== Your instructions ==
Could you copy out the material below word for word, leaving out the picture?

********

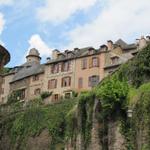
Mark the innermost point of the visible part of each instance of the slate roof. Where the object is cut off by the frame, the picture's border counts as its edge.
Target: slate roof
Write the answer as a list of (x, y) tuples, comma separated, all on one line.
[(76, 54), (27, 70), (122, 59), (4, 53), (124, 45)]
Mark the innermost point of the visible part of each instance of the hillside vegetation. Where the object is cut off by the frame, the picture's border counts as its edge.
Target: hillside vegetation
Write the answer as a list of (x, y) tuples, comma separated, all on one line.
[(127, 88)]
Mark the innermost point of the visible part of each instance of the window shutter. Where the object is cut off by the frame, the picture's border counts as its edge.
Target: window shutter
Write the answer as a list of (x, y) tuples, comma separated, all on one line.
[(90, 63), (97, 62)]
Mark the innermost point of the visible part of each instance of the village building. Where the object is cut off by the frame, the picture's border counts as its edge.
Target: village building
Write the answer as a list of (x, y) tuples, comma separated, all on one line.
[(4, 59), (67, 72)]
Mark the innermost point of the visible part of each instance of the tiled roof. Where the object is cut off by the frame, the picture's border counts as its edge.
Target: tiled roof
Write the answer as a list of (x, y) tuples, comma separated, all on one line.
[(76, 54), (26, 70), (124, 45)]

********

== Complete answer ==
Mark the innermost point of the visible part of each instance of the slate roof. Where the object is cut off by the frame, the picture's border counts as its edge.
Target: slate roof
Write the answer as a list of (x, y) tuples, comma separated, all on one line.
[(76, 54), (27, 70), (122, 59), (4, 53), (124, 45)]
Mark the innermost point of the visible part of each instance of the hillside vegetation. Where the object is cut off by the frame, the picture's border counts as its edge.
Target: hillside vegetation
Write the answer as a list of (x, y) tuples, comma separated, all on one line.
[(127, 88)]
Mark the innermost point of the visible part of each instance of the window shutter. Where the object is cut off by the frame, the picture's border counts as its edge.
Target: window shutter
Write the answer as a list of (x, y) tuples, comma separated, all on one line.
[(90, 63), (97, 62)]
Mark the innermost point of the visible part of each instance of the village building. Where the object is cut off by the frame, the picture's border counts as its edge.
Target: village building
Write the answer as a list of (x, y) tuples, comma separated, all on one line.
[(4, 59), (67, 72)]
Mark the innermost point of the visible part of each instance of the tiled roof. Where the object is cut off by the frame, the picture's border counts as its edge.
Target: tiled roof
Write the answer as a list of (x, y) tuples, comma separated, all on one line.
[(76, 54), (26, 70), (124, 45)]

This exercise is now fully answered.